▸ **What to produce**: Repeat exactly the lines that run from the one containing "</instance>" to the end of the data, and leave out all others.

--------------------

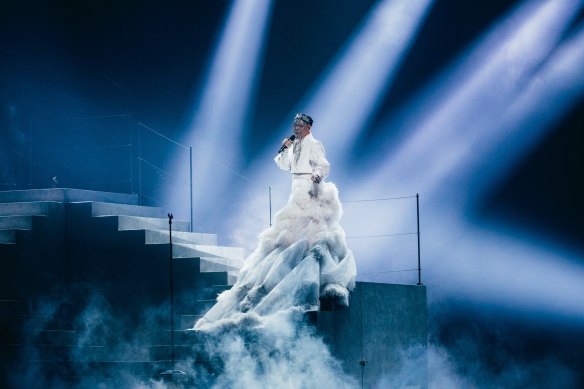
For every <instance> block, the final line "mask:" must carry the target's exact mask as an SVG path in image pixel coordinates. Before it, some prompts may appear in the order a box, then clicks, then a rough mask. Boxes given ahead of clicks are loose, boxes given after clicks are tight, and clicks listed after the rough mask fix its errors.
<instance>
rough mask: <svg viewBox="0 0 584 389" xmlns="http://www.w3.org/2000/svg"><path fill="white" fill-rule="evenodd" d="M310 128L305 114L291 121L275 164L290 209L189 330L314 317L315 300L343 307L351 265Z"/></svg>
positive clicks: (264, 237) (271, 229) (341, 212)
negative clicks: (292, 127)
mask: <svg viewBox="0 0 584 389" xmlns="http://www.w3.org/2000/svg"><path fill="white" fill-rule="evenodd" d="M312 124H313V120H312V118H311V117H310V116H308V115H306V114H302V113H299V114H297V115H296V117H295V118H294V122H293V129H294V136H293V137H290V138H288V139H285V140H284V141H283V144H282V148H281V149H280V152H279V154H278V155H277V156H276V157H275V161H276V164H277V165H278V167H279V168H280V169H283V170H290V171H291V173H292V190H291V193H290V197H289V198H288V203H287V204H286V205H285V206H284V207H283V208H282V209H281V210H280V211H278V212H277V213H276V215H275V218H274V224H273V225H272V226H271V227H269V228H268V229H266V230H264V231H263V232H262V233H261V234H260V236H259V244H258V247H257V249H256V250H255V251H254V252H253V253H252V254H251V255H250V256H249V257H248V258H247V259H246V260H245V263H244V265H243V267H242V268H241V270H240V272H239V276H238V278H237V282H236V283H235V284H234V285H233V287H232V288H231V289H230V290H228V291H225V292H223V293H222V294H221V295H219V297H218V298H217V304H215V306H213V307H212V308H211V309H210V310H209V312H207V314H205V316H204V317H203V318H201V319H200V320H199V321H198V322H197V323H196V324H195V329H197V330H206V329H213V328H217V327H219V328H221V327H222V326H230V325H239V324H241V323H246V325H254V324H256V325H260V324H262V322H263V320H264V319H266V318H267V317H269V316H271V315H274V314H280V313H284V314H286V313H292V314H294V313H303V312H305V311H307V310H316V309H318V306H319V297H327V298H331V299H334V300H336V301H337V303H339V304H344V305H348V304H349V291H350V290H352V289H353V287H354V284H355V276H356V266H355V260H354V258H353V253H352V252H351V250H349V249H348V248H347V246H346V242H345V232H344V230H343V229H342V228H341V226H340V224H339V220H340V218H341V215H342V207H341V203H340V201H339V197H338V190H337V188H336V186H335V185H334V184H333V183H330V182H326V180H325V178H326V177H327V175H328V173H329V169H330V164H329V162H328V161H327V159H326V156H325V150H324V147H323V145H322V143H320V142H319V141H317V140H316V139H314V137H313V136H312V133H311V128H312Z"/></svg>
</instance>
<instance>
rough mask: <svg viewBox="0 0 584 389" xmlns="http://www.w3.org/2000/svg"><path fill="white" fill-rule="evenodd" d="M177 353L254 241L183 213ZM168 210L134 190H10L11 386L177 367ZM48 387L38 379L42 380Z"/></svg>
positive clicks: (149, 373) (176, 355)
mask: <svg viewBox="0 0 584 389" xmlns="http://www.w3.org/2000/svg"><path fill="white" fill-rule="evenodd" d="M172 228H173V247H172V249H173V250H172V252H173V268H174V269H173V277H174V313H175V317H174V344H175V347H174V355H175V360H178V361H187V360H188V361H191V363H194V362H196V360H197V358H199V357H200V356H199V355H198V354H197V350H198V344H199V343H200V342H201V340H200V339H197V335H196V334H195V333H194V332H192V331H184V330H186V329H188V328H190V327H192V325H193V324H194V322H195V321H196V320H197V319H198V318H199V317H200V316H201V315H202V314H204V313H205V312H206V310H207V309H209V308H210V306H212V304H213V303H214V301H215V297H216V296H217V294H218V293H220V292H221V291H223V290H226V289H228V288H229V287H230V285H232V284H233V282H234V281H235V279H236V276H237V272H238V269H239V268H240V267H241V266H242V263H243V259H244V251H243V249H240V248H236V247H224V246H218V245H217V236H216V235H214V234H204V233H192V232H189V230H190V226H189V223H188V222H186V221H180V220H173V223H172ZM169 255H170V245H169V232H168V218H167V215H166V214H165V212H164V211H163V210H162V209H161V208H155V207H143V206H139V205H138V204H137V197H136V196H135V195H125V194H117V193H103V192H94V191H83V190H74V189H46V190H31V191H10V192H0V269H1V270H0V331H1V332H0V369H1V370H0V374H1V375H2V376H1V378H0V387H7V388H10V387H47V386H46V385H49V386H52V385H55V386H64V387H68V386H72V385H73V386H74V385H83V386H85V385H89V386H91V385H92V383H95V384H96V385H95V386H97V384H101V385H103V384H105V385H107V384H108V383H109V384H111V385H112V387H117V386H118V385H117V383H119V382H120V381H119V380H123V379H124V377H125V378H127V377H132V379H134V380H136V379H140V380H143V382H148V380H150V379H154V380H157V379H159V378H160V377H161V376H160V372H162V371H165V370H167V369H169V368H171V367H172V366H171V355H172V351H173V350H172V348H171V341H170V340H171V331H170V304H169V295H170V290H169V278H170V273H169V270H170V266H169ZM37 385H38V386H37Z"/></svg>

--------------------

▸ **Output for this task**:
</instance>
<instance>
rough mask: <svg viewBox="0 0 584 389" xmlns="http://www.w3.org/2000/svg"><path fill="white" fill-rule="evenodd" d="M177 353L254 241L183 213ZM168 210L134 190H10L11 386L177 367ZM48 387L38 379L42 380Z"/></svg>
positive clicks: (149, 373) (176, 355)
mask: <svg viewBox="0 0 584 389" xmlns="http://www.w3.org/2000/svg"><path fill="white" fill-rule="evenodd" d="M172 228H173V247H172V249H173V250H172V252H173V268H174V269H173V277H174V313H175V317H174V344H175V347H174V355H175V360H178V361H187V360H188V361H191V363H194V362H196V360H197V358H199V357H200V356H199V355H198V354H197V350H198V344H199V343H200V342H201V340H200V339H197V335H196V334H195V333H194V332H192V331H184V330H186V329H188V328H190V327H192V325H193V324H194V322H195V321H196V320H197V319H198V318H199V317H200V316H201V315H202V314H204V313H205V312H206V310H207V309H209V308H210V306H212V304H213V303H214V301H215V297H216V296H217V294H218V293H220V292H221V291H223V290H226V289H228V288H229V287H230V285H232V284H233V282H234V281H235V279H236V276H237V272H238V269H239V268H240V267H241V266H242V263H243V259H244V251H243V249H240V248H236V247H224V246H218V245H217V236H216V235H214V234H204V233H192V232H189V230H190V226H189V223H188V222H186V221H180V220H173V223H172ZM169 255H170V245H169V232H168V218H167V215H166V214H165V212H164V211H163V210H162V209H161V208H155V207H143V206H139V205H138V204H137V197H136V196H135V195H125V194H117V193H103V192H94V191H83V190H74V189H46V190H31V191H10V192H0V269H1V270H0V331H1V332H0V369H1V370H0V374H1V375H2V376H1V378H0V387H7V388H10V387H47V386H46V385H49V386H52V385H55V386H64V387H68V386H72V385H73V386H74V385H83V386H85V385H89V386H91V385H92V383H95V384H96V385H95V386H97V384H101V385H103V384H105V385H107V384H108V383H109V384H111V385H112V387H117V386H118V385H117V383H119V382H120V381H119V380H123V379H124V377H125V378H127V377H132V379H134V380H136V379H140V380H143V382H148V380H150V379H154V380H157V379H159V378H160V377H161V376H160V372H162V371H165V370H167V369H169V368H171V367H172V366H171V355H172V351H173V350H172V348H171V341H170V340H171V331H170V304H169V295H170V290H169V278H170V273H169V270H170V266H169ZM37 385H38V386H37Z"/></svg>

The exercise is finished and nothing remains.